### What you need to do
• a. Copy the passage on quantum gravity word for word, starting at "These aspects highlight" and ending at "canonical quantum gravity.".
• b. Go on writing the passage about loop quantum gravity from the point where it ends.

### Document section
▽

These aspects highlight two types of difficulties for any spatio-temporal understanding: first, the aspects related to the background independence and the dynamics of the theory (QGeom-1) and second, the aspects related to the interpretative issues in quantum theory (QGeom-2, -3, -4) (these latter being aggravated by the former, see below). Let us now turn to the other standard form of canonical quantum gravity.

2.2Loop quantum gravity

One of the main motivations for considering alternative canonical variables for the canonical quantization of GR is to alleviate the mathematical difficulties that plague the constraints of quantum geometrodynamics – in particular the non-polynomial dependence of the constraints on the 3-metric. The choice of the ‘Ashtekar variables’ as canonical variables – basically a SU(2) connection and its corresponding densitized tetrad – lies at the basis of the LQG programme: indeed it opens new and mathematically more rigorous perspectives on the quantum constraints expressed in terms of these variables. The central variables of LQG are the spin network states (suitably defined ‘cylindrical’ (wave) functionals of the SU(2) connection associated with abstract graphs carrying irreducible representations of SU(2)), which form an orthonormal basis in the kinematical Hilbert space of the theory. This latter space can be constructed so that its states are invariant under ‘local’ SU(2) gauge transformations and under 3-diffeomorphisms, i.e. so that the Gauss and (LQG version of the) momentum quantum constraints are satisfied; this kinematical Hilbert space is interpreted as the space of the quantum states of the 3-gravitational field (matter degrees of freedom can be in principle incorporated in the description – very roughly, attaching irreducible representations of the relevant gauge groups to the links of the spin networks). At the kinematical level, several important aspects of LQG ground the claim that space is not fundamental (although such explicit claim about space at the kinematical level is specific to LQG, these aspects – apart from (LQG-1) below – are basically LQG counterparts of those discussed within quantum geometrodynamics). We highlight two of them, which are important for the discussion.

△

### Given information
▽

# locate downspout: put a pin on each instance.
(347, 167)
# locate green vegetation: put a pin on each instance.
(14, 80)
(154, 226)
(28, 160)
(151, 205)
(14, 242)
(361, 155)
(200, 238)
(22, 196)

△

### Results of the exercise
• a.
These aspects highlight two types of difficulties for any spatio-temporal understanding: first, the aspects related to the background independence and the dynamics of the theory (QGeom-1) and second, the aspects related to the interpretative issues in quantum theory (QGeom-2, -3, -4) (these latter being aggravated by the former, see below). Let us now turn to the other standard form of canonical quantum gravity.

• b.
  • (LQG-1) One of the most important results of LQG is that area and volume operators can be defined on the kinematical Hilbert space and turn out to have discrete spectra (spin network states being eigenstates of these geometrical operators). This result is naturally interpreted as an indication of the fundamental discrete nature of space, which (to some extent) can be pictorially represented by spin network graphs, with the nodes representing ‘quanta’ (or ‘atoms’) of space (3-volume) and links representing ‘quanta’ of surfaces (2-surface) separating the ‘quanta’ of volume attached to the corresponding nodes. This discreteness often lies at the heart of the claim about the non-fundamentality of space within LQG (e.g. Wüthrich 2011). What is meant with this claim is that the smooth structure of space as described within classical GR is not fundamental (but may be only approximate in some sense). But this claim alone does not imply that space itself is (ontologically) non-fundamental. The discrete spectra of the geometrical operators are an important (and specific) consequence – prediction – of the theory (rather than a mere assumption as in lattice QFT), and it might be indeed tempting to consider the discrete spin network picture of LQG as evidence that the theory takes space to be a fundamental entity, albeit a discrete one. However, as Rovelli (2011, § 2.4) points out, one should be careful with any too literal reading of such a geometrical picture within this context (there are different – not necessarily ontologically equivalent – geometrical understandings of the spin networks). But the main objection against the fundamentality of space (and spacetime) comes from a more basic quantum feature of the theory.
  • (LQG-2) A generic quantum state at the kinematical level of the theory (i.e. a quantum state of ‘space’ or of the 3-gravitational field) is not a spin network state, but a quantum superposition thereof. As a consequence, the just mentioned geometrical (and intuitive) interpretation of spin networks (literally) describing discrete space breaks down. It is not at all clear in what sense such quantum superpositions could still be considered as representing physical, 3-dimensional space (Rovelli 2004, § 6.7.1 and § 10.1.3 makes the point clear).

This last aspect is of central importance: the basic quantum feature of linear superposition can be convincingly argued to constitute one of the major obstacles for considering space(time) as fundamental within canonical quantum gravity. The crucial point is common to LQG and quantum geometrodynamics: (LQG-2) is the LQG and kinematical version of (QGeom-4), and the argument from quantum superposition can also be raised against spacetime at the dynamical level of LQG.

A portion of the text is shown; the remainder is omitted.